- YOUR OBJECTIVE -
Reproduce the items starting at the line that contains "Please identify the man's ear" and ending at the line that contains "Target: red and white striped fabric", with their requests included. Add -60 to every coordinate in the answer points and leave all other lines unchanged.

- DATA TO PROCESS -
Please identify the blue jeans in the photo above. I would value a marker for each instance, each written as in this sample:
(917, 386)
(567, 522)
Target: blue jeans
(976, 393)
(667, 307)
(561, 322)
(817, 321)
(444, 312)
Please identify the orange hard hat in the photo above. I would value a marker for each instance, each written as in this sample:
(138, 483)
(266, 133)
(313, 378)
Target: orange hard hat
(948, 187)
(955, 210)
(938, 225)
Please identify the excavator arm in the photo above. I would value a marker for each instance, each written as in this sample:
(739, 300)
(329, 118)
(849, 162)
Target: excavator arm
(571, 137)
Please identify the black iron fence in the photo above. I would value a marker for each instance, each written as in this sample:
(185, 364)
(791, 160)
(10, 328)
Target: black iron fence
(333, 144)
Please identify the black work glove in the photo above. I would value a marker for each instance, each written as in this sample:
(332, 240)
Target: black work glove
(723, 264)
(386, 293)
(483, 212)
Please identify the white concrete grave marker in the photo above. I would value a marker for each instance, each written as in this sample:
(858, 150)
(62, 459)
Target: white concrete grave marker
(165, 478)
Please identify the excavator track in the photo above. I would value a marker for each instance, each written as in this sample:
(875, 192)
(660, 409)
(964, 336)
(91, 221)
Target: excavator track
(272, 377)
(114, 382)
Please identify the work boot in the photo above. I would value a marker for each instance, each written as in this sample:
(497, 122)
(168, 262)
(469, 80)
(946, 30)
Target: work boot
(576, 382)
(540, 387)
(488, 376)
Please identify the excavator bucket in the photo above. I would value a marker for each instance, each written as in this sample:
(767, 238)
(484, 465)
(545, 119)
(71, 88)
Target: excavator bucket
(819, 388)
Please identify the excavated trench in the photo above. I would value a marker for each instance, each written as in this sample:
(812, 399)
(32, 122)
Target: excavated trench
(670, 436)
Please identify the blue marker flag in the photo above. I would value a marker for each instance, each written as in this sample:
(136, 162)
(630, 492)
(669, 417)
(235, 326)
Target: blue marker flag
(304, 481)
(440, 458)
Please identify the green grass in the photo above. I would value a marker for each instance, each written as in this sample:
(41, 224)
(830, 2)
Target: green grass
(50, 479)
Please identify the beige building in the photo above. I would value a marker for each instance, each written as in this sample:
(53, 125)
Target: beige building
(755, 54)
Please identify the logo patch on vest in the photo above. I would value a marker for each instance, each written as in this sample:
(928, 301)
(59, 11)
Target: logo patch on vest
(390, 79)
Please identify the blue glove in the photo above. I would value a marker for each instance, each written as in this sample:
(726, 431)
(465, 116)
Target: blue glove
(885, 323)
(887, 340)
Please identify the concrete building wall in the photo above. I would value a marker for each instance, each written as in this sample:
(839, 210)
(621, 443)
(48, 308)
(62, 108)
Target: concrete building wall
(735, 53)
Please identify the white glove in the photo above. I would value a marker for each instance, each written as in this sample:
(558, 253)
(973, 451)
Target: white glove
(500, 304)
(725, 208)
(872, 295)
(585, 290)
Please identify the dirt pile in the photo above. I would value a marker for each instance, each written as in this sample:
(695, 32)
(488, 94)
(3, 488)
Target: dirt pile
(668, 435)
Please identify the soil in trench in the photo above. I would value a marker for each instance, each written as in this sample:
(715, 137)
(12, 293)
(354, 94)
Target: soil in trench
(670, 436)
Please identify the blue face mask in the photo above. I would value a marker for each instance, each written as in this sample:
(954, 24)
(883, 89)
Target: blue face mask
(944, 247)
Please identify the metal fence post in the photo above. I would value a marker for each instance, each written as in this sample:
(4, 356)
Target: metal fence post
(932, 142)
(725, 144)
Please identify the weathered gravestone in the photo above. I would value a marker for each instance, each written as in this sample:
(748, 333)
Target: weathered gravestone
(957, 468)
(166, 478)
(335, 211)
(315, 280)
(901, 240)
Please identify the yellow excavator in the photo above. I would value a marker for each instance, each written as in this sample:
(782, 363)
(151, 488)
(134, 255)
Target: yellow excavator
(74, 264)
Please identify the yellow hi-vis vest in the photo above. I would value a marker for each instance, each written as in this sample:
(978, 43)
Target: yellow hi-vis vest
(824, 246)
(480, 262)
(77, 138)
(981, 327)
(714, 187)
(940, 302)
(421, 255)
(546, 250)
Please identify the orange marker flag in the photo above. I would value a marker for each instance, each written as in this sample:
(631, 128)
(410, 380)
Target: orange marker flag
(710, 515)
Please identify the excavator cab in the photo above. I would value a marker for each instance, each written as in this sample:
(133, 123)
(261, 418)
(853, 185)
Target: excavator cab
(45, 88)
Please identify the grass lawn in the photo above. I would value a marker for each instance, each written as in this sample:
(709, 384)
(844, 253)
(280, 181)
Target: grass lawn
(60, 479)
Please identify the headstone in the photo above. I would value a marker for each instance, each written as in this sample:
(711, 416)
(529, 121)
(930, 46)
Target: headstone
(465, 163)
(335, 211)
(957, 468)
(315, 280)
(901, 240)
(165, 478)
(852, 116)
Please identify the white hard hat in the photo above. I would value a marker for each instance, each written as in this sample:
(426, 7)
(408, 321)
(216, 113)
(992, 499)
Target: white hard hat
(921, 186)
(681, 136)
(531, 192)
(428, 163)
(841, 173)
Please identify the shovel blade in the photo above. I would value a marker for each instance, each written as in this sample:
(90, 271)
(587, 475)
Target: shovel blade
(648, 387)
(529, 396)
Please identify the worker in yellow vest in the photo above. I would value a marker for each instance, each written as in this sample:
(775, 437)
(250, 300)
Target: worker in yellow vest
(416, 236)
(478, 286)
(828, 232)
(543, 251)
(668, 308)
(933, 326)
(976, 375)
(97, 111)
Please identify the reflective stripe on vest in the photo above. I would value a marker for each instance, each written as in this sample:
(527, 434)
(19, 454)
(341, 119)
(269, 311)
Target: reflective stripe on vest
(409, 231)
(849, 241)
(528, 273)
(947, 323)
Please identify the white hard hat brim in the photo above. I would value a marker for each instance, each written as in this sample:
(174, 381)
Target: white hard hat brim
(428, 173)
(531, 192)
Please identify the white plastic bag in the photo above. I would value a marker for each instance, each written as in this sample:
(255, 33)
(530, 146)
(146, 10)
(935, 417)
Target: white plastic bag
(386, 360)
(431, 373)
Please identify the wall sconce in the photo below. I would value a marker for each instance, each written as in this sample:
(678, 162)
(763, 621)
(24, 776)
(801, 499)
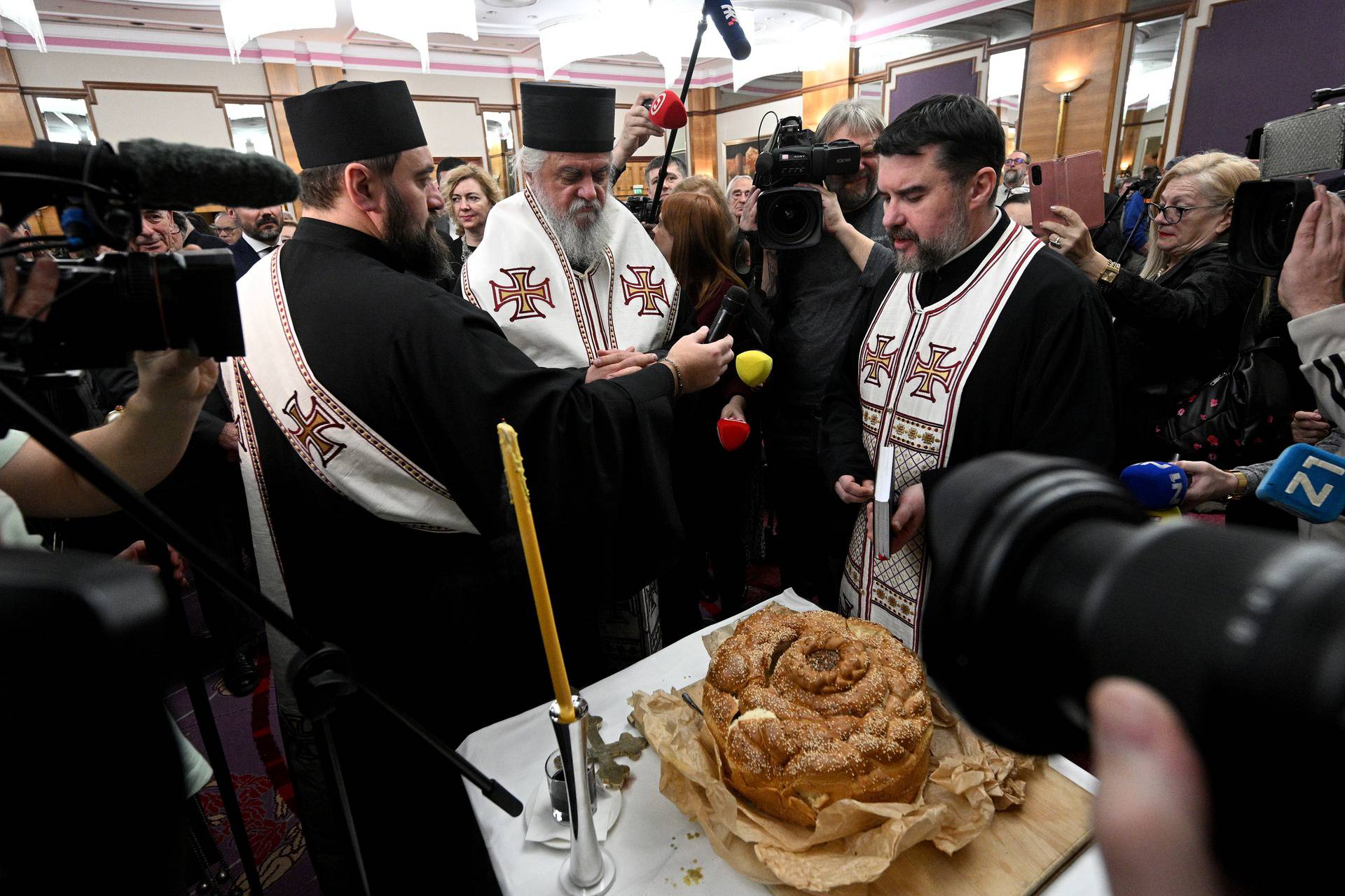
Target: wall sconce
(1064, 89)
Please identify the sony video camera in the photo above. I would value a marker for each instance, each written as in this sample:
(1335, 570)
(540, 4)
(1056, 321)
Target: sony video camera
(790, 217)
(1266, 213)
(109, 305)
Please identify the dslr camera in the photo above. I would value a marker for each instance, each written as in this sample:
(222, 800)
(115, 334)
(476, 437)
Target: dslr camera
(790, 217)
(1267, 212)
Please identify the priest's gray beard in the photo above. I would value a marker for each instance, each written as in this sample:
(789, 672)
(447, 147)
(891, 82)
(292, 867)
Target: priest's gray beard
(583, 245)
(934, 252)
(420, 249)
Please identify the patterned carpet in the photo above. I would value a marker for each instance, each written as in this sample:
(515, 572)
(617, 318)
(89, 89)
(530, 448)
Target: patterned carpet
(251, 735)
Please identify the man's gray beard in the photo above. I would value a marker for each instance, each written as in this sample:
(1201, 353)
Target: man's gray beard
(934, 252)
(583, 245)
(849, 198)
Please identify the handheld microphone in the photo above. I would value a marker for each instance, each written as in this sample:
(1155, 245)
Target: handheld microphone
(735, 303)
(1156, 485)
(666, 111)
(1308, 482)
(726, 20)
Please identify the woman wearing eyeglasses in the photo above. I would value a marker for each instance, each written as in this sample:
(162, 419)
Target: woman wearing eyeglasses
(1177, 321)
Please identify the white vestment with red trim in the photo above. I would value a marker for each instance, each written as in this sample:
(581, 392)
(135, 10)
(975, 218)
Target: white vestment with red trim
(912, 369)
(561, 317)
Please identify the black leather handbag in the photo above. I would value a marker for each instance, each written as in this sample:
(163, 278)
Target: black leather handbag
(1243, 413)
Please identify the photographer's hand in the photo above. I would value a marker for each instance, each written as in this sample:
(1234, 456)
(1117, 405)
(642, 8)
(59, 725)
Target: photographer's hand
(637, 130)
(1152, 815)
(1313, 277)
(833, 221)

--

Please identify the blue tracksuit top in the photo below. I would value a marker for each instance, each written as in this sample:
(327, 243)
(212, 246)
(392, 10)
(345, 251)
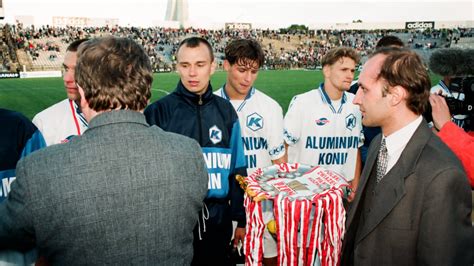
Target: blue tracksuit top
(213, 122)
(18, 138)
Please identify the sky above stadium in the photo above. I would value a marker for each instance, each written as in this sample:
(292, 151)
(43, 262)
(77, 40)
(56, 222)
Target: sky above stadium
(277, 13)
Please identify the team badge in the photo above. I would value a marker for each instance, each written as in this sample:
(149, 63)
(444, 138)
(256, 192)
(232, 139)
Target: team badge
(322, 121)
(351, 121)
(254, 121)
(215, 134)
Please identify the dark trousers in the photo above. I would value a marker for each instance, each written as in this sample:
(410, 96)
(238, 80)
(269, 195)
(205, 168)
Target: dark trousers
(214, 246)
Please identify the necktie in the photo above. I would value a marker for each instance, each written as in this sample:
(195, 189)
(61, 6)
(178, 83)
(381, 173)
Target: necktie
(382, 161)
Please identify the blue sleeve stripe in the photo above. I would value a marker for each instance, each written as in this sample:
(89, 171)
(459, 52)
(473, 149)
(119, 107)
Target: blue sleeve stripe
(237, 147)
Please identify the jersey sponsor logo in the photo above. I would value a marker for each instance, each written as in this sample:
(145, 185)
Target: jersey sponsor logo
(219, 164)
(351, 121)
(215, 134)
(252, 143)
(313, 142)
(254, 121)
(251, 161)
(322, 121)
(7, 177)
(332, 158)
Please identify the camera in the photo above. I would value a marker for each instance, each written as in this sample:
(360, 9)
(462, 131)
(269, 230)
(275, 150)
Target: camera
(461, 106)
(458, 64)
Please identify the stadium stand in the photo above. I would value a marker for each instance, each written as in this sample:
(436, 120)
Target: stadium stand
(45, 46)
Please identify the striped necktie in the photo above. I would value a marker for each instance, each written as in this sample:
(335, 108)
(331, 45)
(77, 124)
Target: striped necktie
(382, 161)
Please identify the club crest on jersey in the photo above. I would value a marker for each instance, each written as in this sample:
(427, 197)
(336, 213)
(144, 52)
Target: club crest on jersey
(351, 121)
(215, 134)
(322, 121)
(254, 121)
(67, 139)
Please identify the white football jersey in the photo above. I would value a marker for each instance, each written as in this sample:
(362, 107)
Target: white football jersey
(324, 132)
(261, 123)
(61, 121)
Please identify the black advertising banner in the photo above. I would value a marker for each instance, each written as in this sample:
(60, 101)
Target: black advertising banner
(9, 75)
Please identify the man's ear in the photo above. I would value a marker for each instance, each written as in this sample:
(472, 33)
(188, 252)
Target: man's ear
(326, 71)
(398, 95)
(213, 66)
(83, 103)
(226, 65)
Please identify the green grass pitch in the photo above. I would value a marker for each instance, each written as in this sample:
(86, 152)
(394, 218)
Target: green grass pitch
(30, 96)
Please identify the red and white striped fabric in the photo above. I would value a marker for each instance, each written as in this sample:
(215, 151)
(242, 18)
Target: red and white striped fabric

- SOLUTION -
Please identify the man's ear in the photo above. I would value a marker for each instance, each written as in this sample:
(472, 33)
(188, 252)
Target: man's ear
(266, 11)
(338, 35)
(153, 6)
(23, 43)
(166, 5)
Please identify the green grass pitch in the photo above. I would value a marker for each instance, each written as in this sample:
(86, 152)
(394, 218)
Target: green grass pitch
(-30, 36)
Please identify the red and white striped fabric in the photo above. I would value a marker for each instance, each written as in this sample:
(215, 151)
(242, 18)
Target: red and white striped fabric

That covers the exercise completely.